▶ [BRIEF 1]
Answer these questions on the passage about the bank deposit and the housing regulation:
(a) About how much money was on deposit in MacNeil's name?
(b) On what date did MacNeil serve notice ending the agreement?
(c) According to the court's short answer, from whom would any liability under the agreement be collected?

▶ [EXTRACT TO READ]
Other funds urged as being available for the due payment was a deposit of approximately $12,000, standing in the name of MacNeil, already pledged under an indemnity agreement to save the bank harmless from any loss or damage resulting from any default of the terms of the mortgage and note. The defendant contends that such agreement could not have been entered into, and MacNeil served notice under date of February 25, 1952, that he terminated the agreement on the premise that such was prohibited under a regulation of the Housing Administration published in 24 C.F.R., Chapter II, Sec. 283.20, and which reads as follows:
“Recording fees, etc. In addition to the charges hereinbefore mentioned, the mortgagee may collect from the mortgagor only recording fees, mortgage and stamp taxes, if any, and such costs of survey and title search as are approved by the Commissioner.”
While it seems hardly necessary to stress the fallacy of this contention, a short answer thereto is that if any liability resulted under the agreement, it would not be collected from the “mortgagor” but from a third party, and thus not within the purview of this regulation.

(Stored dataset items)
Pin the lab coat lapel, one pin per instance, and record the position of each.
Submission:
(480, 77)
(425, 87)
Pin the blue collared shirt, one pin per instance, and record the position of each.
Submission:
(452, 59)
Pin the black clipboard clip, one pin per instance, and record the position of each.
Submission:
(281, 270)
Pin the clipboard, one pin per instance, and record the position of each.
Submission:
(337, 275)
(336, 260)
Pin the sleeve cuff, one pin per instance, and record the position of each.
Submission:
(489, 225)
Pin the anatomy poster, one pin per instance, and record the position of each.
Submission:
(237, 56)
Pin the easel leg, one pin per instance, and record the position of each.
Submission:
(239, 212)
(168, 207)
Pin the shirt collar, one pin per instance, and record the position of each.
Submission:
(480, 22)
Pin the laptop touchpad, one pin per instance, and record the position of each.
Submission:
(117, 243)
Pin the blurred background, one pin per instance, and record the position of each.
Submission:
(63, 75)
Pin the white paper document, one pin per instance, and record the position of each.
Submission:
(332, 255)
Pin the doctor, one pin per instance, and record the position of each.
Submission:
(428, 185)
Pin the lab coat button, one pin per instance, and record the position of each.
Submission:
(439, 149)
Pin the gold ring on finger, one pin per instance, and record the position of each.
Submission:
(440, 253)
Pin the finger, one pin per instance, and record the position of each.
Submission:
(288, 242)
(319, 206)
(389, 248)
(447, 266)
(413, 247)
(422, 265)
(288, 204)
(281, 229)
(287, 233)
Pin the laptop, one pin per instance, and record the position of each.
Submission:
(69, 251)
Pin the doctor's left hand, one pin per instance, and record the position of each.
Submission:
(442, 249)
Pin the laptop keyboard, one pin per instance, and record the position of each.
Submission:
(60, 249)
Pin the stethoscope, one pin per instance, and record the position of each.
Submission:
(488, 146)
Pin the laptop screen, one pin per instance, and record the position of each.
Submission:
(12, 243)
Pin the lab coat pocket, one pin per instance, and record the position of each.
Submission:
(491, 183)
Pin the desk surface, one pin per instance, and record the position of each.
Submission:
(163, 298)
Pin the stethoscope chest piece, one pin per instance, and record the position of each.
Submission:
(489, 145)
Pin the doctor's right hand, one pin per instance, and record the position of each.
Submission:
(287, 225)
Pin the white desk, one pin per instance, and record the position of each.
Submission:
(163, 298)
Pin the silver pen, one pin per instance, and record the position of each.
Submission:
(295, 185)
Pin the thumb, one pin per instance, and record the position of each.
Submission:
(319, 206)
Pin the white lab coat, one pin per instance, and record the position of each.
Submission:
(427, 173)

▶ [BRIEF 2] Reproduce the rows word for word, starting at the line that contains "Pin the stethoscope, one" and continuing through the last line of the rows, both ends included, and output nothing else.

▶ [FULL RESPONSE 1]
(a) Approximately $12,000.
(b) February 25, 1952.
(c) From a third party, not from the "mortgagor."

▶ [FULL RESPONSE 2]
Pin the stethoscope, one pin per instance, and record the position of each.
Submission:
(488, 146)
Pin the laptop screen, one pin per instance, and record the position of each.
Submission:
(12, 243)
Pin the lab coat pocket, one pin per instance, and record the position of each.
Submission:
(491, 183)
Pin the desk surface, one pin per instance, and record the position of each.
Submission:
(163, 298)
Pin the stethoscope chest piece, one pin per instance, and record the position of each.
Submission:
(489, 145)
Pin the doctor's right hand, one pin per instance, and record the position of each.
Submission:
(287, 225)
Pin the white desk, one pin per instance, and record the position of each.
Submission:
(163, 298)
Pin the silver pen, one pin per instance, and record the position of each.
Submission:
(295, 185)
Pin the thumb, one pin per instance, and record the position of each.
Submission:
(319, 206)
Pin the white lab coat, one pin per instance, and record the position of each.
Submission:
(427, 173)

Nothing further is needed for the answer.